22C:116, Lecture 28, Spring 2002

Douglas W. Jones
University of Iowa Department of Computer Science

  1. Clients, Servers and Remote Procedures

    When a client calls on a server to perform some operation, it is very tempting to make the analogy with a procedure call. Conceptually, the server offers the client one or more procedures; when the client calls one of these procedures, the server performs the desired action.

    In fact, this is a form of data abstraction. In languages like C++ or Ada, the representation of an object (in Ada, a package) may be hidden from users of that object. If a user wishes to operate on the object, the user must call on one of the procedures that provide the public interface to the object (in object oriented languages such as C++, these are usually called methods, and to add to the confusion, calling a method is sometimes described as sending a message to the object).

    If an object is implemented locally, calls to the procedures making up the public interface to the object may be made using simple procedure call instructions. If an object is implemented on a remote machine, it is desirable to view the operations on the object as being performed by procedure calls to that remote machine. Obviously, such calls must be implemented using messages passed over the network that interconnects the machines in question! Nonetheless, we can go a long way towards hiding this from users of the procedures in question.

    Consider the following view of the system, as the user prefers to see it:

    User                    Remote System
                 |     |
      :          |     |
      :          |     |      Procedure P(in A; out B)
    Call P(X,Y)  |     |        :
      :          |     |      Return
      :          |     |
                 | Net |
                 |     |
      :          |     |    Object X
      :          |     |      Method P(in A)
    X.P(Y)       |     |        :
      :          |     |      Return
      :          |     |
    
    Users typically want to ignore the presence of the network and just write code that calls P. Initially, we will ignore the possibility that P is a method of an object and focus on the issue of control transfer for remote procedure calls; keeping in mind that calls to methods of objects are usually implemented as procedure calls, it is not difficult to generalize this to calling methods of remote objects.

    Our goal is to allow the author of the procedure P on the remote machine and the author of the code that calls P on the local machine to ignore the presence of the network, as much as is possible, and write their code as if P and its caller ran on the same machine.

____________________

| Exercise 1 |
List every single-letter name that appears in the diagram of the lecture notes on remote procedure calls.
| Exercise 2 |
Carry on the lecture notes on remote procedure calls from the point where they stop.

____________________

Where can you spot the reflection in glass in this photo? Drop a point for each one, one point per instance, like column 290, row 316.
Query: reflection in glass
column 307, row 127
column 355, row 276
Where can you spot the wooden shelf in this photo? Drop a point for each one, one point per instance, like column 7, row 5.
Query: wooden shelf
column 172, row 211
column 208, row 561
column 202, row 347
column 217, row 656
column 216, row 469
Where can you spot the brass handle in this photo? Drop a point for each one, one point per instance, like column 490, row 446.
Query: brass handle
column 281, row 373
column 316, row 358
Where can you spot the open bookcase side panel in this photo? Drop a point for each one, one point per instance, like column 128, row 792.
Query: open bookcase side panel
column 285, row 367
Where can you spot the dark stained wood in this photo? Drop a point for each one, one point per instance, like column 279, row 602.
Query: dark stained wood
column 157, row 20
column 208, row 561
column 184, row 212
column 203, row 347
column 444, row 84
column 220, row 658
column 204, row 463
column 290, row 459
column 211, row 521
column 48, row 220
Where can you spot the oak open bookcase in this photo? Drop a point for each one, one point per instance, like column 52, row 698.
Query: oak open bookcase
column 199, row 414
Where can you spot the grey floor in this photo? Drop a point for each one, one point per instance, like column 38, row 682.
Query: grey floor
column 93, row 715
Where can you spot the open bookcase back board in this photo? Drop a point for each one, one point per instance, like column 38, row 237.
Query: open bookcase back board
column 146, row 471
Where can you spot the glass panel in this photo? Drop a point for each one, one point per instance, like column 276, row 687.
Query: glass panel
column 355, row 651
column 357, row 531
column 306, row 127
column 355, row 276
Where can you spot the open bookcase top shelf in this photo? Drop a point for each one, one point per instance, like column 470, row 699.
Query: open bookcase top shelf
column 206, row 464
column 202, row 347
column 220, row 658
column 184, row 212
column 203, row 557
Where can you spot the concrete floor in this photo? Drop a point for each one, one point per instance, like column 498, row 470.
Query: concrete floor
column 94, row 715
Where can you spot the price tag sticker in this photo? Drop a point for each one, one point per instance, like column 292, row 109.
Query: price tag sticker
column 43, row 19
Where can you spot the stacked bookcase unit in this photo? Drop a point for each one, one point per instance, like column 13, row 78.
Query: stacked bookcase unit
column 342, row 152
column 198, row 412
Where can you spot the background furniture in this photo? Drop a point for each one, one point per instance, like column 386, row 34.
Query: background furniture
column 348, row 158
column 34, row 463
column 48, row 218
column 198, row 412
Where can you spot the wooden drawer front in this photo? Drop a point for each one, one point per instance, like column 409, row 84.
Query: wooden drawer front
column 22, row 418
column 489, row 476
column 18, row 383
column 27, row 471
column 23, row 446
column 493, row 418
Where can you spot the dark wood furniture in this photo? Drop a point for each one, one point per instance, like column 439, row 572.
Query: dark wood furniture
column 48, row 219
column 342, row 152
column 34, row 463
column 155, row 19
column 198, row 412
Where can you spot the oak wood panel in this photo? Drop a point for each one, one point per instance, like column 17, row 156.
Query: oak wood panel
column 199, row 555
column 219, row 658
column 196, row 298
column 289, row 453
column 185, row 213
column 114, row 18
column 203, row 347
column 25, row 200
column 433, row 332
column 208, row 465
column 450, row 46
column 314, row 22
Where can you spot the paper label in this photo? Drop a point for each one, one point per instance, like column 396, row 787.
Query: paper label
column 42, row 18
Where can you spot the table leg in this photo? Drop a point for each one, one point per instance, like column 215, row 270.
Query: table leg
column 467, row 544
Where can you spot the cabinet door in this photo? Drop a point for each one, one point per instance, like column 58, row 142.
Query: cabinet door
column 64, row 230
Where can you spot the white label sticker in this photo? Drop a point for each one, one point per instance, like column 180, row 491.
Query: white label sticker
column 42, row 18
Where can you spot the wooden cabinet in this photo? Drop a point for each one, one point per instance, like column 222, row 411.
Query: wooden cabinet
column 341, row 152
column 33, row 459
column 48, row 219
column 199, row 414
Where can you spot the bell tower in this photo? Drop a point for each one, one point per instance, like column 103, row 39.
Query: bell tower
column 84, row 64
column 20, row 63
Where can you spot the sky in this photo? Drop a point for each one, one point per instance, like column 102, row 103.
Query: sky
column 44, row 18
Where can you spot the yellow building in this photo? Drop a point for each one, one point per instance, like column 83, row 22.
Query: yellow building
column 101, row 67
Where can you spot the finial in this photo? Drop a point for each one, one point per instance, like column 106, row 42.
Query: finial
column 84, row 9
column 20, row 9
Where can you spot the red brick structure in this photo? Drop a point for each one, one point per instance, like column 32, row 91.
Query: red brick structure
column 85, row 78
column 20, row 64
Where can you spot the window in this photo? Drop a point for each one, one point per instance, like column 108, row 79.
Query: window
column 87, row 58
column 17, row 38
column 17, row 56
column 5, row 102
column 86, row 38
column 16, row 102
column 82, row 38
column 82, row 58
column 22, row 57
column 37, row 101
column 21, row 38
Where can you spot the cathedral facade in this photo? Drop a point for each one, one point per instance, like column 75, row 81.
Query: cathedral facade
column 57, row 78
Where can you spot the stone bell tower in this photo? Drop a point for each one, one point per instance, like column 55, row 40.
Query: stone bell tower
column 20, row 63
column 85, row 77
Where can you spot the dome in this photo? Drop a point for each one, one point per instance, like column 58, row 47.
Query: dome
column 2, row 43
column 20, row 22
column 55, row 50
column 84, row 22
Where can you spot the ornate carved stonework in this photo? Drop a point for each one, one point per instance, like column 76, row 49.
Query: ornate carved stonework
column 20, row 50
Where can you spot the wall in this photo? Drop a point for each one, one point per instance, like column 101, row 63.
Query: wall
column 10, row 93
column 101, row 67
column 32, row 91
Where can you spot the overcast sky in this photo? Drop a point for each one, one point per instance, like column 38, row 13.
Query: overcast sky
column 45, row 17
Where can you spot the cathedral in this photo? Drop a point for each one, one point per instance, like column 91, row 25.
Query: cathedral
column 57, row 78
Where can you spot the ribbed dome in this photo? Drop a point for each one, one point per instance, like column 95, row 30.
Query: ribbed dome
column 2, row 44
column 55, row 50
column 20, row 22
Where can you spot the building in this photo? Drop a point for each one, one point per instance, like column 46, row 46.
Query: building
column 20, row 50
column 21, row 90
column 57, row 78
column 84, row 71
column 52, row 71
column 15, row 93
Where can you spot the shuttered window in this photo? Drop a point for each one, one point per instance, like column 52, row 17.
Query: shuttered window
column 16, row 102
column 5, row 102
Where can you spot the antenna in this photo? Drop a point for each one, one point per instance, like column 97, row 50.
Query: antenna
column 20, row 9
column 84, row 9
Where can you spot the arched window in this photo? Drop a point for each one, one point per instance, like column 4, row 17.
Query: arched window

____________________

| Task result 1 |
P, A, B, X, Y

| Task result 2 |
    Assuming that the parameter X is being sent to P, and that the parameter Y is to be changed by P, clearly there must be at least two messages sent over the network. The first message, from the user to the remote system, carries the parameter X and indicates a call to P. The second message, from the remote system back to the user, carries the result of the call to P, including the new value of Y.

    These messages constitute the core of a remote procedure call communication protocol.

  2. Hiding the Network from the Users

    It is common to package the remote procedure call protocol with two pieces of stub code, a client stub that hides the network from the user, and the server stub that hides the network from the remote procedure. Thus, instead of calling a remote procedure P, the user calls a local procedure P that acts as the local agent for the remote procedure. This is the client stub. At the server end, the server stub is a main program that substitutes for the remote code and calls the real procedure P in response to messages from the client stub. Thus, the following picture emerges:

    User's Machine                    Server Machine
    
    User         Stub          |   |  Stub          Server
                               |   |
      :          Proc P(X,Y)   |   |  Repeat        Proc P(X,Y)
      :        /   Send(X) ----|->-|--- Receive(X) /  :
    Call P(X,Y)    and         |Net|    Call P(X,Y)   code
      :        \   Receive(Y) -|-<-|--- Send(Y)    \  :
      :          Return        |   |  Forever       Return
    
    Note that the minimal client stub sends one message to the server stub and awaits one reply message before returning control to the user's code. The minimal server stub repeatedly awaits service requests from various clients, calls the actual code on the client's behalf, and sends the results.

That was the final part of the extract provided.